Instructions to follow. Your task is to restate the data word for word.

===== Study material

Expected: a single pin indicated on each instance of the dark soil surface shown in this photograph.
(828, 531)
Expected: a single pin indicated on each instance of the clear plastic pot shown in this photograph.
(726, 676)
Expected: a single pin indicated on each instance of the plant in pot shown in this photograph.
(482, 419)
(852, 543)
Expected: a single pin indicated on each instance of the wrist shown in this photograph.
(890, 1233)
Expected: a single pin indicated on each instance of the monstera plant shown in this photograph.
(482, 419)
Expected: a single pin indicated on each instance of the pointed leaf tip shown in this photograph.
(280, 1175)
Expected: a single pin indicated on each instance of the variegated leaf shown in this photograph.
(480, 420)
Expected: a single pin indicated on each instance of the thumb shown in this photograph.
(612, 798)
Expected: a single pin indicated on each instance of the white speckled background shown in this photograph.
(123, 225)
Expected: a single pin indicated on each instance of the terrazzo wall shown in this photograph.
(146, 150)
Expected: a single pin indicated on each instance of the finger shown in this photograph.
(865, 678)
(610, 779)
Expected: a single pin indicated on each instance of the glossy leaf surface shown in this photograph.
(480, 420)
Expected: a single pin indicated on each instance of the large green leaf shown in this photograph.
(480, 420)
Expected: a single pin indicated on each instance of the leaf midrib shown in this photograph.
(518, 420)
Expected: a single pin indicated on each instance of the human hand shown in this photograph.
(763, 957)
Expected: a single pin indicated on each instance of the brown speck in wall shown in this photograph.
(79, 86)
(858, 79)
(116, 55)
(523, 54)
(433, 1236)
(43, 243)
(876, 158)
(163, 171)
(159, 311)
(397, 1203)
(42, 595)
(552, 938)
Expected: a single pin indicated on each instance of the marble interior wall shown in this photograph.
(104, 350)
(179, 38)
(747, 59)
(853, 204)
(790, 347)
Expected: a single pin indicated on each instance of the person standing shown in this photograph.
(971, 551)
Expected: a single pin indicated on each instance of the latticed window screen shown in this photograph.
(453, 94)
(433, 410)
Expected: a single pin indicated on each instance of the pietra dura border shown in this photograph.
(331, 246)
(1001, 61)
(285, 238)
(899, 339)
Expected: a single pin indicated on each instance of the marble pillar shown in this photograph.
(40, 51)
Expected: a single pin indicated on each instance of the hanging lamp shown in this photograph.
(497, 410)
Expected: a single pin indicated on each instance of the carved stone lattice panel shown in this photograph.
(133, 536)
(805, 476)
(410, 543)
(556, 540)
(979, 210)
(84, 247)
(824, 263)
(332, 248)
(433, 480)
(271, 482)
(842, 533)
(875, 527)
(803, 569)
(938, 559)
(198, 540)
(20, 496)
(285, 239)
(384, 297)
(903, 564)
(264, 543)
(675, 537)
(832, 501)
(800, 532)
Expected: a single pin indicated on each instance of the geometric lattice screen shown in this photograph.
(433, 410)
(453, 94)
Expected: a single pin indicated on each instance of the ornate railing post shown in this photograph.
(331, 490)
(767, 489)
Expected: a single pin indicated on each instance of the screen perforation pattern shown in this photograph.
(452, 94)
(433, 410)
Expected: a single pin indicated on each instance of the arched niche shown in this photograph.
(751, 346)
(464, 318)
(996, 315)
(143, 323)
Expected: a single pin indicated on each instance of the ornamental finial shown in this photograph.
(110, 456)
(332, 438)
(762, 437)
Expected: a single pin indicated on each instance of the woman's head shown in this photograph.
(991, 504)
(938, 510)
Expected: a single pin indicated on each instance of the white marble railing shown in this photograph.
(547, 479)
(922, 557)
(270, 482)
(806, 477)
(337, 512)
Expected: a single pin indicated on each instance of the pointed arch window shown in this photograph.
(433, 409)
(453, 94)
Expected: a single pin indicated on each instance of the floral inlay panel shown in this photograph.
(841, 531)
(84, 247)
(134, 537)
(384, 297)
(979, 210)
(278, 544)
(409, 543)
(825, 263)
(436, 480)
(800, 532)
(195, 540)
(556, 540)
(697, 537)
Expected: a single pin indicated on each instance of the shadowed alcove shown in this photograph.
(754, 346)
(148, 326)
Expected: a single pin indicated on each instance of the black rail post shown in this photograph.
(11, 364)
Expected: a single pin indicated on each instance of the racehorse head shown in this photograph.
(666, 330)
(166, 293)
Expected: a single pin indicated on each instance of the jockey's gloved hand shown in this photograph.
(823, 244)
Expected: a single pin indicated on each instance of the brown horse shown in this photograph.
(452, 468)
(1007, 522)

==========

Solution for this problem.
Expected: a single pin indicated on each instance of the dark soil surface shown in this photograph.
(828, 531)
Expected: a single pin indicated on each instance of the clear plastic pot shown in this photograph.
(726, 676)
Expected: a single pin indicated on each instance of the plant in pot shown in this photograph.
(482, 419)
(852, 543)
Expected: a single pin indicated on each instance of the wrist shown in this photograph.
(890, 1233)
Expected: a single pin indicated on each instance of the monstera plant shown in this photograph.
(482, 419)
Expected: a single pin indicated on each instance of the pointed leaf tip shown in this photograph.
(280, 1175)
Expected: a single pin indicated on each instance of the variegated leaf shown in this photograph.
(480, 420)
Expected: a single pin indicated on each instance of the thumb shown in this photograph.
(612, 798)
Expected: a single pin indicated on each instance of the white speckled background shown in this photograph.
(123, 225)
Expected: a single pin indicated on each instance of the terrazzo wall shown in this photograph.
(146, 150)
Expected: a single pin indicated on each instance of the finger shown in this photograph.
(865, 678)
(610, 779)
Expected: a single pin indicated on each instance of the glossy leaf surface shown in this photograph.
(480, 420)
Expected: a single pin indicated on each instance of the large green leaf shown in this photograph.
(480, 420)
Expected: a single pin indicated on each instance of the leaf midrib shown in this photograph.
(518, 420)
Expected: a single pin indicated on each instance of the human hand shown in this photograph.
(763, 957)
Expected: a single pin indicated on each instance of the brown speck in wall shown in this photograph.
(79, 86)
(858, 79)
(116, 55)
(523, 54)
(433, 1236)
(43, 243)
(876, 158)
(163, 171)
(159, 311)
(397, 1203)
(42, 595)
(552, 938)
Expected: a single pin indicated on each instance of the marble interior wall shown in this photograph.
(104, 350)
(179, 38)
(747, 59)
(853, 204)
(790, 347)
Expected: a single pin indicated on each instance of the person standing shown in this photograph.
(971, 551)
Expected: a single pin indicated on each instance of the latticed window screen shown in this photograph.
(453, 94)
(433, 410)
Expected: a single pin indicated on each instance of the pietra dura border shown in this photograph.
(331, 246)
(1001, 61)
(285, 238)
(899, 339)
Expected: a single pin indicated on each instance of the marble pillar shown in this photograph.
(40, 51)
Expected: a single pin indicated on each instance of the hanging lamp shown in this photograph.
(497, 410)
Expected: a single pin indicated on each instance of the carved stone lattice panel shown in this photograph.
(133, 536)
(805, 476)
(410, 543)
(556, 540)
(979, 210)
(84, 247)
(824, 263)
(332, 248)
(433, 480)
(271, 482)
(842, 533)
(875, 527)
(803, 569)
(938, 559)
(198, 540)
(20, 496)
(285, 239)
(384, 297)
(903, 564)
(264, 543)
(675, 537)
(832, 501)
(800, 532)
Expected: a single pin indicated on each instance of the geometric lattice screen shown in this photograph.
(433, 410)
(453, 94)
Expected: a single pin indicated on each instance of the ornate railing post shown in this photograph.
(331, 490)
(767, 489)
Expected: a single pin indicated on each instance of the screen perforation pattern shown in this photograph.
(452, 94)
(433, 410)
Expected: a single pin indicated on each instance of the arched niche shown in this photograph.
(751, 346)
(464, 318)
(996, 315)
(143, 323)
Expected: a single pin indicated on each instance of the ornamental finial shown in this photograph.
(110, 456)
(332, 438)
(762, 437)
Expected: a single pin indicated on each instance of the woman's head shown in this photograph.
(991, 504)
(938, 510)
Expected: a single pin indicated on each instance of the white marble railing shown in this photograph.
(547, 479)
(922, 557)
(270, 482)
(806, 477)
(337, 512)
Expected: a single pin indicated on each instance of the pointed arch window shown in this photograph.
(433, 409)
(453, 94)
Expected: a single pin indicated on each instance of the floral inlay panel shown in this photograph.
(841, 531)
(84, 247)
(134, 537)
(384, 297)
(979, 210)
(278, 544)
(409, 543)
(825, 263)
(436, 480)
(800, 532)
(195, 540)
(556, 540)
(697, 537)
Expected: a single pin indicated on each instance of the shadowed alcove shown in this photograph.
(754, 346)
(148, 326)
Expected: a single pin indicated on each instance of the black rail post shown in this photograph.
(11, 364)
Expected: a single pin indicated on each instance of the racehorse head shown in this photograph.
(666, 330)
(166, 293)
Expected: a single pin indicated on each instance of the jockey's gloved hand shown in this photograph.
(823, 244)
Expected: a single pin indicated on each instance of the brown horse shown in this photograph.
(452, 468)
(1007, 522)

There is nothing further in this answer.